*What you are asked to do*
Lay out the listing as a Markdown table with the columns Row and Listing line, numbering each row and omitting blank lines. Begin at the line that contains "(format x=202, y=200)" and include every line through the end of the listing.

(Listing of labeled points)
-- -- --

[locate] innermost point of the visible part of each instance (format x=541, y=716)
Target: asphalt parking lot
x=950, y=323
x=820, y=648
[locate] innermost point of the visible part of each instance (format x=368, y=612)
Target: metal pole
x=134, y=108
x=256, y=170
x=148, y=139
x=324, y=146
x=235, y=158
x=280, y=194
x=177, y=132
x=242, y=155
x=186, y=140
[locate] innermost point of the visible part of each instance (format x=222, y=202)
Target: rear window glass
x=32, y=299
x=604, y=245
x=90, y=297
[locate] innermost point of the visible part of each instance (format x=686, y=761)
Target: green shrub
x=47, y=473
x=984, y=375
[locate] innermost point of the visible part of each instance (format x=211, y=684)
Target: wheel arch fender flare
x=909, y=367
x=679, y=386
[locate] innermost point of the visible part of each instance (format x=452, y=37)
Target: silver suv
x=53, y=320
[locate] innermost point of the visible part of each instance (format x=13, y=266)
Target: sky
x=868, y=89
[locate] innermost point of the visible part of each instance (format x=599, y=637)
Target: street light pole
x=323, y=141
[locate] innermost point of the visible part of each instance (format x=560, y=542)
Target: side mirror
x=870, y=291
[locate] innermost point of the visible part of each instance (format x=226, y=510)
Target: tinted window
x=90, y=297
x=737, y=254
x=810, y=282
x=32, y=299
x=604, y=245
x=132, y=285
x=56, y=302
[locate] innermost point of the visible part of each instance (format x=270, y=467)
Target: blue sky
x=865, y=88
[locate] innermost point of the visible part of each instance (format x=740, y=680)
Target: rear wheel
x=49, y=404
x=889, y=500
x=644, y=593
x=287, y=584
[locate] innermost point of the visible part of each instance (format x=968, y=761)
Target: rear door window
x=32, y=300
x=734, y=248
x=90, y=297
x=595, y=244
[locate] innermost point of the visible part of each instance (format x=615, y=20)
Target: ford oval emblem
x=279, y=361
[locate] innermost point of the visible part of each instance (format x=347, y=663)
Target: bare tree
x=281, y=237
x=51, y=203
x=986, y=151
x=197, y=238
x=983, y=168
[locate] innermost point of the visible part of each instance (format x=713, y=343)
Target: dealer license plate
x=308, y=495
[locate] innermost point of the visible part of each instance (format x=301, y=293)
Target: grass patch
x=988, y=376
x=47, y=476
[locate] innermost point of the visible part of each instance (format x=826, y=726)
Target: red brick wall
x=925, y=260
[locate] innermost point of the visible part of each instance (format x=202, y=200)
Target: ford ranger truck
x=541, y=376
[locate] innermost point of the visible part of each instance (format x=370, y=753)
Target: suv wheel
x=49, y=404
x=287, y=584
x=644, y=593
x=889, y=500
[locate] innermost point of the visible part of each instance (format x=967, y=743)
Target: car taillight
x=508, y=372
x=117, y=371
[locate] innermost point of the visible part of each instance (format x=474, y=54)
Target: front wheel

-- -- --

*Exercise output*
| Row | Listing line |
|---|---|
| 1 | [locate] innermost point of the visible part of each instance (format x=202, y=200) |
| 2 | Target: ford ranger truck |
| 3 | x=541, y=376 |
| 4 | [locate] innermost point of the visible part of each instance (format x=370, y=753) |
| 5 | Target: suv wheel |
| 6 | x=49, y=404 |
| 7 | x=287, y=584 |
| 8 | x=644, y=593 |
| 9 | x=889, y=500 |
| 10 | [locate] innermost point of the visible part of each instance (format x=967, y=743) |
| 11 | Target: car taillight |
| 12 | x=508, y=372 |
| 13 | x=117, y=371 |
| 14 | [locate] innermost point of the visible part of each instance (format x=474, y=54) |
| 15 | Target: front wheel |